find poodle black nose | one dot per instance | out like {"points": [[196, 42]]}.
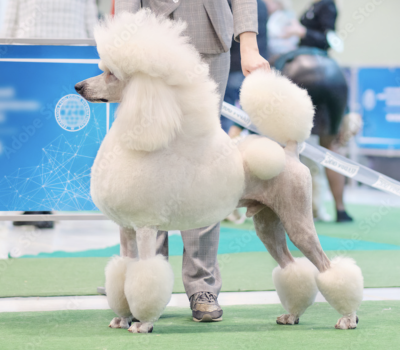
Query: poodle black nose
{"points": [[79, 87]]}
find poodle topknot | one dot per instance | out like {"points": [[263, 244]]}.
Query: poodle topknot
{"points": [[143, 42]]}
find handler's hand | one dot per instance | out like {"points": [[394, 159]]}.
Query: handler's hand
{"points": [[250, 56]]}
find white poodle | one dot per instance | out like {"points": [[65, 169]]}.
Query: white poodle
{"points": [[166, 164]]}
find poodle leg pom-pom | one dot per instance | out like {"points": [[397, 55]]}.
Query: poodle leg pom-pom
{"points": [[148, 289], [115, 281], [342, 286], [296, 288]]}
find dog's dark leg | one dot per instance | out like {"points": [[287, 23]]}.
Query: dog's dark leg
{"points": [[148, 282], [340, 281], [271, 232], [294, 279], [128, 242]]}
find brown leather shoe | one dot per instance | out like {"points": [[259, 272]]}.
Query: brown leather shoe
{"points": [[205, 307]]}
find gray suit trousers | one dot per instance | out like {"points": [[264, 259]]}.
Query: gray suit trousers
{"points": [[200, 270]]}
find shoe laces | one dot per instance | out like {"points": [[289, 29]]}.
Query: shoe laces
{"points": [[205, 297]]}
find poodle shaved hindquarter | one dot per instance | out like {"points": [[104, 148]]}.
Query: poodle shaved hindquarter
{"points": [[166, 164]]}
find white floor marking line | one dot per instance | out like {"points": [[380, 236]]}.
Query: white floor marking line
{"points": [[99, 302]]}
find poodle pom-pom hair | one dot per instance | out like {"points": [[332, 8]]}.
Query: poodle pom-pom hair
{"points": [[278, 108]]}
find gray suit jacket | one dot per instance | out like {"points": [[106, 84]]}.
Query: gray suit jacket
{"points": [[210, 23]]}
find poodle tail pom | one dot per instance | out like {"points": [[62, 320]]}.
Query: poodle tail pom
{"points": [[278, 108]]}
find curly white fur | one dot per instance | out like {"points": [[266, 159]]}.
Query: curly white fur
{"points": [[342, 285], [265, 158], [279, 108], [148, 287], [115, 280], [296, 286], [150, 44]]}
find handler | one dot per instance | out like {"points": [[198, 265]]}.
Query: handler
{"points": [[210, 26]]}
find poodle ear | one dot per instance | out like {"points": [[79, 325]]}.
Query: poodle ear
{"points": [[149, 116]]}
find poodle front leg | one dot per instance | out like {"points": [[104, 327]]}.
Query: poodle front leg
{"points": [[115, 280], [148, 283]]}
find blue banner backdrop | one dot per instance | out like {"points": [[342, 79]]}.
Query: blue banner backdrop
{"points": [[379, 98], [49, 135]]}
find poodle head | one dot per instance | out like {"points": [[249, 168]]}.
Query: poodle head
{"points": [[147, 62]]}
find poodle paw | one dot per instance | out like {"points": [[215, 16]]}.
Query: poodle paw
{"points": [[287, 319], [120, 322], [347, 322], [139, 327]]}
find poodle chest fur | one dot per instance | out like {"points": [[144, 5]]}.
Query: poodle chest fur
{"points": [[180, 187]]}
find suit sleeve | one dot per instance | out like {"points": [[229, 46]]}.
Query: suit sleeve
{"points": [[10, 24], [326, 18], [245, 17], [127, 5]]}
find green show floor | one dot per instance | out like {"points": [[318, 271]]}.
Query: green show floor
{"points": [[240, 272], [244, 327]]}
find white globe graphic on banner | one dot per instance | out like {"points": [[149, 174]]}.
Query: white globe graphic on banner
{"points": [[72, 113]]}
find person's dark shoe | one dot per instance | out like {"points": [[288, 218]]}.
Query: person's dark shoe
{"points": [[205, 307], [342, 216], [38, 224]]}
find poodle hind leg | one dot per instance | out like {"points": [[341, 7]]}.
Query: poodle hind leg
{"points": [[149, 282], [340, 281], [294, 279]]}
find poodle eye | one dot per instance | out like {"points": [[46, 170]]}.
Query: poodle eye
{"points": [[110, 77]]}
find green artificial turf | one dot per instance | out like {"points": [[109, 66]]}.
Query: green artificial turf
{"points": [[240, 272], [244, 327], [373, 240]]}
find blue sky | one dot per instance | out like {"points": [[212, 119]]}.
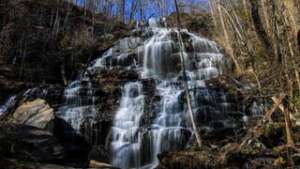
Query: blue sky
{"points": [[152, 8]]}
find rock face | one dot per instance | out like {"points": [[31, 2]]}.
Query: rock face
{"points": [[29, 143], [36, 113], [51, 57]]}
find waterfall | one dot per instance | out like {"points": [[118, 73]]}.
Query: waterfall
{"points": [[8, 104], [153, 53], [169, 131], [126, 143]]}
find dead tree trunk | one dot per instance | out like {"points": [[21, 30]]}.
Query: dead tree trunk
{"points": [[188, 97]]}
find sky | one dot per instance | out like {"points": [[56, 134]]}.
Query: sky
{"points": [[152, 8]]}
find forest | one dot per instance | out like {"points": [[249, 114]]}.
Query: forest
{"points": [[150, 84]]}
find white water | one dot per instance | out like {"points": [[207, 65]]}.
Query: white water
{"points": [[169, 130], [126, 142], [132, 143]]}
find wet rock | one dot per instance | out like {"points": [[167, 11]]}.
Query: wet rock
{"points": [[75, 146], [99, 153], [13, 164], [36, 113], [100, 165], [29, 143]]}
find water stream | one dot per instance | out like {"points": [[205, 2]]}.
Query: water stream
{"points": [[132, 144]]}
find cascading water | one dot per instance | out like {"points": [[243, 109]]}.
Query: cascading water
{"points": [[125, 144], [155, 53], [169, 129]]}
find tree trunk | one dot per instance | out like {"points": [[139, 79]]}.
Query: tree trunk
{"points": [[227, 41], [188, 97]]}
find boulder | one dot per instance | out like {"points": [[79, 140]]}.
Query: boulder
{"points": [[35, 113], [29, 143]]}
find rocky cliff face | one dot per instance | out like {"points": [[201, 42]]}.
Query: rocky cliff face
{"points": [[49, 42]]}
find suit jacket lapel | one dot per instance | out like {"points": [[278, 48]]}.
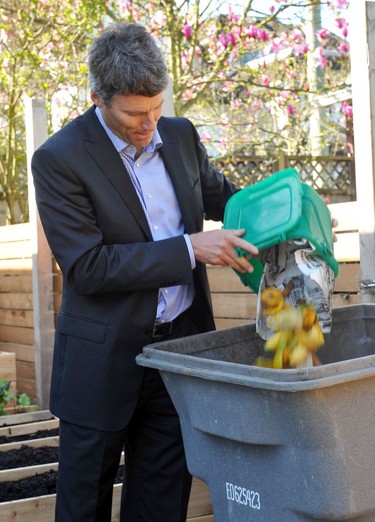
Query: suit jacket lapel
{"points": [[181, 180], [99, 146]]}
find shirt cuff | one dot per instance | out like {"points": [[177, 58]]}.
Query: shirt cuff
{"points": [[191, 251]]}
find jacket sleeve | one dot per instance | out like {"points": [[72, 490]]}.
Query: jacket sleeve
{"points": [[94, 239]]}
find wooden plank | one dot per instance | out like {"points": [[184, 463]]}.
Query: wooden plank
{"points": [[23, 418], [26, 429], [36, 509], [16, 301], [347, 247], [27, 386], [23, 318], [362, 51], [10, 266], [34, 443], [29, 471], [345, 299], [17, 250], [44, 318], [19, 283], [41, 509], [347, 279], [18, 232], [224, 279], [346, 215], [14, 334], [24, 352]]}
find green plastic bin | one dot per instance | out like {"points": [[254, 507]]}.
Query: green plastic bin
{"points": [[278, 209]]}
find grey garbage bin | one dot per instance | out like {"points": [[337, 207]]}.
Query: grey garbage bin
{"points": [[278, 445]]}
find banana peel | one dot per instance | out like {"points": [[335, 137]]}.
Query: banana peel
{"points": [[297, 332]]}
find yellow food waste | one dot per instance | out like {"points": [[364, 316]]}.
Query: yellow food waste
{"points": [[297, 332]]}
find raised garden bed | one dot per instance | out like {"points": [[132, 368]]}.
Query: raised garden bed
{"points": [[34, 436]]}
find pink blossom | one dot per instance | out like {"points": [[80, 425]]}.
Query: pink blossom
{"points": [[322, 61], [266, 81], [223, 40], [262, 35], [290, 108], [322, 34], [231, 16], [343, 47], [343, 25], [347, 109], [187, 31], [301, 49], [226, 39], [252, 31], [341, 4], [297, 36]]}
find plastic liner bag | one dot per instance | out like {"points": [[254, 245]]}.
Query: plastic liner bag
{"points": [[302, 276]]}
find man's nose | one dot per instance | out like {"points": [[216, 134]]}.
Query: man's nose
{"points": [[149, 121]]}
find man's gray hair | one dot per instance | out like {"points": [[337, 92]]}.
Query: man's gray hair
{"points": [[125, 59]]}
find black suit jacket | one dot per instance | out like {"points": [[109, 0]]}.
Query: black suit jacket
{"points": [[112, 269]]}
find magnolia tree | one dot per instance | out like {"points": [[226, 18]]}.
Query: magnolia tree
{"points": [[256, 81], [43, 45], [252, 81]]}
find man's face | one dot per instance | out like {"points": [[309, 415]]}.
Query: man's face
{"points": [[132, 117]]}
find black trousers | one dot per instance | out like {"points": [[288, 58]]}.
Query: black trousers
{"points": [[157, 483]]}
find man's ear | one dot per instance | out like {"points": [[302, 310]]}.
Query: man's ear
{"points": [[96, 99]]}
--
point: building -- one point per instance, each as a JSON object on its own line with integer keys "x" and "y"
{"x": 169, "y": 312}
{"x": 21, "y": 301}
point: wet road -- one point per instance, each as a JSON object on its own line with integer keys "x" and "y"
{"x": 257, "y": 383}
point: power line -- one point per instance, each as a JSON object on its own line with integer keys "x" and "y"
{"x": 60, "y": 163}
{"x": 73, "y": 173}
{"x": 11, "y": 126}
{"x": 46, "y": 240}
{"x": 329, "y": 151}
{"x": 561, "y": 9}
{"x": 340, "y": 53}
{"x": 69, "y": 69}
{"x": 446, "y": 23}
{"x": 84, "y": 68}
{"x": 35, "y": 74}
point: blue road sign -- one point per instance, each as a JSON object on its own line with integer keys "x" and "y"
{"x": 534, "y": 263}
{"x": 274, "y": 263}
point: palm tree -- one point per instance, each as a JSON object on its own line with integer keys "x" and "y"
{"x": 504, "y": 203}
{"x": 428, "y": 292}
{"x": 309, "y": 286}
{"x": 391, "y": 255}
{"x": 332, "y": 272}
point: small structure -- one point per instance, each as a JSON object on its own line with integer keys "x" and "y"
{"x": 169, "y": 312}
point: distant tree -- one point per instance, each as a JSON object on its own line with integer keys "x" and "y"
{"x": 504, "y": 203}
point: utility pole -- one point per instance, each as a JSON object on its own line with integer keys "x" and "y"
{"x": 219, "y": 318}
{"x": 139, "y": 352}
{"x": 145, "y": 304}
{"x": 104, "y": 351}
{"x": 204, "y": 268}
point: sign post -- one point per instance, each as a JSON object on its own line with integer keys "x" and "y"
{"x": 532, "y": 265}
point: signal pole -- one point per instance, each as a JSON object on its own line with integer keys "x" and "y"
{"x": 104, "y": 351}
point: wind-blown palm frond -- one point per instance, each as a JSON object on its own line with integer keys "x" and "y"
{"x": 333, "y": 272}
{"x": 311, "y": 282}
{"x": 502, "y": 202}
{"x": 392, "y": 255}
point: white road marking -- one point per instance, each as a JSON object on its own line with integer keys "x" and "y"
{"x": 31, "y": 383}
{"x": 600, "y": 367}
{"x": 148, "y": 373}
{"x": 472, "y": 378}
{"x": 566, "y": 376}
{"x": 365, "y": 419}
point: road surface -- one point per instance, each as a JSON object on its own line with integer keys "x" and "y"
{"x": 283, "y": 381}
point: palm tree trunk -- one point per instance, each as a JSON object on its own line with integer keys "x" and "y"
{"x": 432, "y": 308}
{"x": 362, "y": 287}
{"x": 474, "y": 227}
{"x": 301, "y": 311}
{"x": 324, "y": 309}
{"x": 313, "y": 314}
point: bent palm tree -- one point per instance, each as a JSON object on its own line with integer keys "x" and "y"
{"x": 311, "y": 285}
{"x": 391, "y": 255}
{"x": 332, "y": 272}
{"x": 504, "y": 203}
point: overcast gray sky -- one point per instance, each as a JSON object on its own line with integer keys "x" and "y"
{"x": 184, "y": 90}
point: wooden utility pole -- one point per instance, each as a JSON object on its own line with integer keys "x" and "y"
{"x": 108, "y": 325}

• EXERCISE BRIEF
For the data above, set down exactly the lines from the line with "find poodle black" to the line with "find gray suit trousers", both included, leaving pictures out.

• RESPONSE
find poodle black nose | one dot per instance | out like {"points": [[196, 42]]}.
Query: poodle black nose
{"points": [[79, 87]]}
find poodle topknot | one dot per instance | out like {"points": [[263, 244]]}.
Query: poodle topknot
{"points": [[143, 42]]}
find handler's hand | one dot per instance | out like {"points": [[394, 159]]}.
Query: handler's hand
{"points": [[250, 56]]}
find white poodle | one dot per instance | out like {"points": [[65, 169]]}.
Query: white poodle
{"points": [[166, 164]]}
find poodle leg pom-pom | one dot per instance | out like {"points": [[397, 55]]}.
Query: poodle leg pom-pom
{"points": [[148, 289], [115, 281], [342, 286], [296, 288]]}
find dog's dark leg | one dot per instance | out like {"points": [[287, 23]]}.
Query: dog's dark leg
{"points": [[148, 282], [340, 281], [271, 232], [294, 279], [128, 242]]}
find brown leather shoe | one dot per instance | out like {"points": [[259, 272]]}.
Query: brown leather shoe
{"points": [[205, 307]]}
find gray suit trousers | one dot per instance | out like {"points": [[264, 259]]}.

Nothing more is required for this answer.